:: Extract to read ::

Edging the afghan is up to you. I like to do a single crochet edging all the way around. One of my cousins likes to do fringe.


----------



## Seoulborn (Feb 3, 2011)

motormom said:


> My grandmother taught this one to me - I've never seen it in print. I think it's a variation of the Crazy Stitch. This is the first time I've done this, so here goes.
> 
> This afghan is worked on the diagonal, corner to corner. I've made it many times for gifts - it works up quickly, and looks great.
> 
> ...


Awesome thanks for sharing this. Am Book Marking!


----------



## In Memory of Scottybear (Sep 20, 2011)

I have also bookmarked this. A good way to use up some stash.


----------



## motormom (Nov 16, 2013)

It is a great way to use up odds and ends. I once bought a garbage bag full of yarn at an estate sale (someone's stash, I assume). Luckily, it was all worsted weight. Made several afghans to give as gift, and used up the rest in "the world's ugliest afghan". It's got its own strange beauty, and it's warm.


----------



## Clickers (Apr 8, 2011)

I did one of these for my GS last year. It is a great way to use a stash.


----------



## motormom (Nov 16, 2013)

Clickers said:


> I did one of these for my GS last year. It is a great way to use a stash.


Out of curiosity, where did you learn this one? Or did you know my Gram? ; )


----------



## Clickers (Apr 8, 2011)

motormom said:


> Out of curiosity, where did you learn this one? Or did you know my Gram? ; )


Hi Motormom, I was looking for something different to do and came across this one. It was on a site called Crochet Australia. They also print books called Paragon Books. I know they are available in Spotlight in Morayfield, not sure about anywhere else in Australia. The site is www.crochetaustralia.com.au


----------



## Latou (Sep 15, 2013)

I learned this one from Mikey on YouTube. He calls it diagonal block stitch. It's nice to work and looks good when finished as you can tell from Motormom's pictures. It's nice for a scarf as well.

Here's a link to a video tutorial for a scarf:


----------



## DickWorrall (May 9, 2011)

:::
:: Provided data ::

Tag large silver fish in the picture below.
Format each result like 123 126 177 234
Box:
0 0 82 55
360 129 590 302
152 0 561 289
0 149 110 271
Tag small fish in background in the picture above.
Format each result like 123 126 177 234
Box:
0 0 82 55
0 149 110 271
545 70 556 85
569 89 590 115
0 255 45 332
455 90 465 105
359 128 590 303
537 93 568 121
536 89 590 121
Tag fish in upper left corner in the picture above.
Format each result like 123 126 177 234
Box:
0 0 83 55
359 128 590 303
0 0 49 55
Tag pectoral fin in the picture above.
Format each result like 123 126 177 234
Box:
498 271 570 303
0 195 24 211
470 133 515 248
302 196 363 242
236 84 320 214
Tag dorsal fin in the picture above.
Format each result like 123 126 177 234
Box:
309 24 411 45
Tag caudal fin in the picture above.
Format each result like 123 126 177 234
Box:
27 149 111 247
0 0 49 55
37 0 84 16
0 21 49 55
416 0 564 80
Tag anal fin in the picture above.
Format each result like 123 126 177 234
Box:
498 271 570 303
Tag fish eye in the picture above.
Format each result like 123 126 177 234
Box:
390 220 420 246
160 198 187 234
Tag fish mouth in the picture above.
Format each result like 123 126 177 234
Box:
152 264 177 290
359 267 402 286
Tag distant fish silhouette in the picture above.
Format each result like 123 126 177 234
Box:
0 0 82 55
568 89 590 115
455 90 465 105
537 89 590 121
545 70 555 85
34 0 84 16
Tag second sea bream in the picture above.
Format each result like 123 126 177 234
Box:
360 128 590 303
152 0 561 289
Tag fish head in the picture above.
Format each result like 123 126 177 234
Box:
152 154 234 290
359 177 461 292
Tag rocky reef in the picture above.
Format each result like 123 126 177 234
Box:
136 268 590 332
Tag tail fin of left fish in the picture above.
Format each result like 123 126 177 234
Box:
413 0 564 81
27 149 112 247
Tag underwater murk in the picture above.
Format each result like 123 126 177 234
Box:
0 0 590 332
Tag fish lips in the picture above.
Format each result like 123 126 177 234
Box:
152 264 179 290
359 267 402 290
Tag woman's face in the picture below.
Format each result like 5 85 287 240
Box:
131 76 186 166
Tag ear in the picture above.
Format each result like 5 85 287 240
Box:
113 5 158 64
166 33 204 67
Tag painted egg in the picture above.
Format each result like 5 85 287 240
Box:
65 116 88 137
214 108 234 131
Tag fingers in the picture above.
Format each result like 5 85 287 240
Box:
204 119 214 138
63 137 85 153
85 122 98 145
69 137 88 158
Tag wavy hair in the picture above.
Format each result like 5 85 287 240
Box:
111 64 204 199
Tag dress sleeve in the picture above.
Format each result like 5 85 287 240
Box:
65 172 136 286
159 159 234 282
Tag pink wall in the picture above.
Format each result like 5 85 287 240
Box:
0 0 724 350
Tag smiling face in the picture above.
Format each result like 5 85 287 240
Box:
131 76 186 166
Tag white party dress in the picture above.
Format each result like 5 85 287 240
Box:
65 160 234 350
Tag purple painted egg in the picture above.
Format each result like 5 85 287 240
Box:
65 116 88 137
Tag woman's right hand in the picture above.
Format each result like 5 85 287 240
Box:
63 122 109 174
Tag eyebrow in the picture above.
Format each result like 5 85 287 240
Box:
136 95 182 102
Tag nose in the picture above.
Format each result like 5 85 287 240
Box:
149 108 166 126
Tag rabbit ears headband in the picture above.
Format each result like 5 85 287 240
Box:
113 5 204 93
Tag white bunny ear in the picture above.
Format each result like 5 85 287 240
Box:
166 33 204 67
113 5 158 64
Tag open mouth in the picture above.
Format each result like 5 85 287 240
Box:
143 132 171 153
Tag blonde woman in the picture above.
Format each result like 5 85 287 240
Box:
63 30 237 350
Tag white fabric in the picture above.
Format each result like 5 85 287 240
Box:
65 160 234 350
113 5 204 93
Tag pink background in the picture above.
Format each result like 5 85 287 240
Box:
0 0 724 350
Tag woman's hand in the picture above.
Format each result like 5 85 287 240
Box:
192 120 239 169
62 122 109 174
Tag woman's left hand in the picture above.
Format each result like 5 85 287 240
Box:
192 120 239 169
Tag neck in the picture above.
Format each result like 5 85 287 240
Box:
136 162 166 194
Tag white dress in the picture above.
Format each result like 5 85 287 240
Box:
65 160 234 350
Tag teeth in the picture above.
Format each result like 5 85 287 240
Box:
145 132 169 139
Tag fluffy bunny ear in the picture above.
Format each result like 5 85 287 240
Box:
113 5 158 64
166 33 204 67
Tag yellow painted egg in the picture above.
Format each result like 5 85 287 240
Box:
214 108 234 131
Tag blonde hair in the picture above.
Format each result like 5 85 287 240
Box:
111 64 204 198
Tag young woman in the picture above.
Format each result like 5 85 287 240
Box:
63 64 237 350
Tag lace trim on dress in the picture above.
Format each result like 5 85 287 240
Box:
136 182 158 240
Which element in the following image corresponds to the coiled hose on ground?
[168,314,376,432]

:::

• **Complete the following**
a - Retype the part of the crochet thread starting at "Edging the afghan" and ending at "(Feb 3, 2011)".
b - List every distinct name that heads a post in the crochet thread, giving each name once.

• **Exercise responses**
a -
Edging the afghan is up to you. I like to do a single crochet edging all the way around. One of my cousins likes to do fringe.


----------



## Seoulborn (Feb 3, 2011)

b -
Seoulborn
In Memory of Scottybear
motormom
Clickers
Latou
DickWorrall